[Location labeling data]
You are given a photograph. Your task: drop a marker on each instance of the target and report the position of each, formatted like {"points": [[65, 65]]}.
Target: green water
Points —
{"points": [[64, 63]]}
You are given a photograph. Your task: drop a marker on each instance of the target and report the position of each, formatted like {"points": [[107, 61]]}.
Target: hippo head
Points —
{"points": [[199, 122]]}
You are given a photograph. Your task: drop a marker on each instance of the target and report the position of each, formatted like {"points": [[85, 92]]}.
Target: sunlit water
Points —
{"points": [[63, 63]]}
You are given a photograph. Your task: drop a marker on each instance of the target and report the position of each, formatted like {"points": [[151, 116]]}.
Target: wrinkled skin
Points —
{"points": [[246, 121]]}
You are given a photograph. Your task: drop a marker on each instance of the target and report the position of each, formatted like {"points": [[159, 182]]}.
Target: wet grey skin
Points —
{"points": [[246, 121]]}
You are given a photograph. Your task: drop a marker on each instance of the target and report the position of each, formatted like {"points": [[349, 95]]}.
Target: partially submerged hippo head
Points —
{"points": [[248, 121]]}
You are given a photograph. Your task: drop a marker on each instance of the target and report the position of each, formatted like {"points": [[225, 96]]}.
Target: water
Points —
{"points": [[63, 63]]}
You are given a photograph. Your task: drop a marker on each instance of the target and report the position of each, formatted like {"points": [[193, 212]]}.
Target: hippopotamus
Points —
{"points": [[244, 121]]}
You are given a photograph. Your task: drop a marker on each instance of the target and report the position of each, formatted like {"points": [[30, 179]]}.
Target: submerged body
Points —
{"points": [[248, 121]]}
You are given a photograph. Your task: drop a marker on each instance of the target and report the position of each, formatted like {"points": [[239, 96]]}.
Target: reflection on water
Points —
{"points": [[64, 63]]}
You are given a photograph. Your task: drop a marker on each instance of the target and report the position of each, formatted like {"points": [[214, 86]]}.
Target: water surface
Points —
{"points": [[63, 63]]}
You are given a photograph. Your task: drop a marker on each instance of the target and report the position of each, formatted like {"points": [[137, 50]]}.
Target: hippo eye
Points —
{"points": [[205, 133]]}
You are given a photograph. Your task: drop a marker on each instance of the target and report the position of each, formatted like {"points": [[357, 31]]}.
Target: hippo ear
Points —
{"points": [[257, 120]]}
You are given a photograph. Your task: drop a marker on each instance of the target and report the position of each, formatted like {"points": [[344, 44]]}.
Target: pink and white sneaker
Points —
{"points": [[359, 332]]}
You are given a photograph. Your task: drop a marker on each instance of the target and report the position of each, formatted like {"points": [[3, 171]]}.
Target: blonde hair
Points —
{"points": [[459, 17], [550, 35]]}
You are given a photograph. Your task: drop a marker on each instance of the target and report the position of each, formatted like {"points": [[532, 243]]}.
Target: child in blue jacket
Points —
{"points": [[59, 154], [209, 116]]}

## Task requirements
Pick out each line of the data above that contains the string "submerged", and copy those lines.

## Complete answer
Target: partially submerged hippo head
Target: submerged body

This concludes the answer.